Beyond science
Why some people call me Ola [ɔla]
In Poland, Aleksandra becomes Ola [ɔla], and as a phonetician I can’t quite leave that alone. Polish has six vowels, [a ɛ i ɨ u ɔ], written <a e i y u o>. Alicja turns into Ala, Elżbieta into Ela, Urszula into Ula, so by that logic I should be Ala too. The reason I’m not is language contact: forms like Ola came into Polish under Eastern Slavic influence, the same pull that gave us Oleksy from Aleksy and Olbracht from Albrecht, as the PWN language clinic explains.
Where I’ve been
Four places that shaped who I am.
On the move
Most of my limits, I’ve come to think, live in my head, and long rides on the bike are how I move them around a bit. They also stop me from taking myself too seriously. It’s hard to feel important when you realize you’re mostly meat and bones moving through the universe.
I do ride in races, but not for the podium. I ride for myself, and for the friends I ride with. The one I’m proudest of is the 2024 Wanoga: 350 km in 36 hours, 55 minutes and 36 seconds.
Mostly, though, the bike is where I go to clear my head. During a month in Nijmegen in 2023, I racked up 600 km after work without really meaning to. I don’t ride for the numbers: no 10,000 km per year to chase. I ride when I have time because it gives me space rather than pressure. I love the forest best, but I also commute by bike in rain, wind and snow, which one of my chains can confirm: I never picked up the habit of cleaning it daily, and it rusted badly over the winter (note to self: use oil instead of wax in the winter!).
Lately I’ve started training at the gym too. It resets my head even further, and it adds a kind of structure the bike doesn’t have. It’s a new challenge to focus on steady growth rather than skip the steps and move ahead too quickly. That can literally hurt!

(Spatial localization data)
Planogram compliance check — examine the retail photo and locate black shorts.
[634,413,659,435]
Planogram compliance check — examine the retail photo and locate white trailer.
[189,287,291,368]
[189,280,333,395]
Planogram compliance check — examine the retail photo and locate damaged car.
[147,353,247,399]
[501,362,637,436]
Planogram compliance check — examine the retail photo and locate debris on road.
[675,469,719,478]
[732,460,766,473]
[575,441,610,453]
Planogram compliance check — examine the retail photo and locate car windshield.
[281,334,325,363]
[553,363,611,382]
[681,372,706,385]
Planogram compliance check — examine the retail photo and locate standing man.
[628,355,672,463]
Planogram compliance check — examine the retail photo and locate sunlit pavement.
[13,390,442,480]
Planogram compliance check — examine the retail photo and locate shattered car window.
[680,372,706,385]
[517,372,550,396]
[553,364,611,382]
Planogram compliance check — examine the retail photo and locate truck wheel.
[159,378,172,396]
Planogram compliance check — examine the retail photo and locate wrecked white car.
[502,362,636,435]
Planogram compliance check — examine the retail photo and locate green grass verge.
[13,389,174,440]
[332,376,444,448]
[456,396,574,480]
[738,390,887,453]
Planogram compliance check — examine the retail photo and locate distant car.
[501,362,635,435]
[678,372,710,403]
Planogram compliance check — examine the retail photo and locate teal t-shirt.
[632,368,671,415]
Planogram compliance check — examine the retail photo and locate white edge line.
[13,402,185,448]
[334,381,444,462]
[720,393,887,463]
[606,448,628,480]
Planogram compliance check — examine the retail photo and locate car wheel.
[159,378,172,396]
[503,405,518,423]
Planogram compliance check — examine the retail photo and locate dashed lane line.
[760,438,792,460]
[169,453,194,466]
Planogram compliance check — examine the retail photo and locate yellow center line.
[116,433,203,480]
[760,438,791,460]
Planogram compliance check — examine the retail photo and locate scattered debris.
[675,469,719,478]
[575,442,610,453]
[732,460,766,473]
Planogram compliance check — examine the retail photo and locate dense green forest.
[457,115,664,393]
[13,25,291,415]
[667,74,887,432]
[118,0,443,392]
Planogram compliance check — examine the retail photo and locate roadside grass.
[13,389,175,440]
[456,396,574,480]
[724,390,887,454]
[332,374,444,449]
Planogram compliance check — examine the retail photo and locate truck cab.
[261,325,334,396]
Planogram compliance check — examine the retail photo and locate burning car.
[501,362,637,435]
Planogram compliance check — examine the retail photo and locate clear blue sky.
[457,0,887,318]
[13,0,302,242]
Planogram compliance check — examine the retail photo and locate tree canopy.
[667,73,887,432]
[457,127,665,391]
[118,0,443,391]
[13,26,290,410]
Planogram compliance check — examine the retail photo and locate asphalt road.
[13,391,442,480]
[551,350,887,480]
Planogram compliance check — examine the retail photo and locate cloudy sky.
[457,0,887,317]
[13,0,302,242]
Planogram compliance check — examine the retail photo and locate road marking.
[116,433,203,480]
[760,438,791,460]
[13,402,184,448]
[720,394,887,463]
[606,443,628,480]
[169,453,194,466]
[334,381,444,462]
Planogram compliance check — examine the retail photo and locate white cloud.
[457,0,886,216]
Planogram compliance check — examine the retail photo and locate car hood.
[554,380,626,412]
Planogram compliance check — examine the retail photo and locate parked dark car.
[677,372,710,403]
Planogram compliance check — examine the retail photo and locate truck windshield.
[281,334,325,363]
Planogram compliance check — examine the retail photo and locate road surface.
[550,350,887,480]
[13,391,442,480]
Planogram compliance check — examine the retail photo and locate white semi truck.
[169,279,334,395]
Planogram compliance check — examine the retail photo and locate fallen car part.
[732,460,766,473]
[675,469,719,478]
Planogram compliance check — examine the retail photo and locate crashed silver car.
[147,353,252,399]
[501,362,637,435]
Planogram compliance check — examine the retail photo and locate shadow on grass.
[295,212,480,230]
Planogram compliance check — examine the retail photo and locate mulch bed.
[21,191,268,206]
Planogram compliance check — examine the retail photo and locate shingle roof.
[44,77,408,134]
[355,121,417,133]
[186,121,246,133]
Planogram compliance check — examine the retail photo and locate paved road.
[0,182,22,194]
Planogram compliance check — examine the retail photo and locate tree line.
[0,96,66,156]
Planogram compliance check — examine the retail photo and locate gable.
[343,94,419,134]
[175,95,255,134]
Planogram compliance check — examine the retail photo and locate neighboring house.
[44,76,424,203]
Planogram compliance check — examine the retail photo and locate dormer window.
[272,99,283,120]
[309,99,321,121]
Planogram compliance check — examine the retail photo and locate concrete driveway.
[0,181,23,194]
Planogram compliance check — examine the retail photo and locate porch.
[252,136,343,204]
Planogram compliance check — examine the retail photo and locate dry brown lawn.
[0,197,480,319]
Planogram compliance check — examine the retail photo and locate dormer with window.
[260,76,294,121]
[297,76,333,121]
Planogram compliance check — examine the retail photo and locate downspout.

* _YOUR INSTRUCTIONS_:
In the text about the name Ola and cycling, copy out the passage between "On the move" and "through the universe.", inclusive.

* _ANSWER SECTION_:
On the move
Most of my limits, I’ve come to think, live in my head, and long rides on the bike are how I move them around a bit. They also stop me from taking myself too seriously. It’s hard to feel important when you realize you’re mostly meat and bones moving through the universe.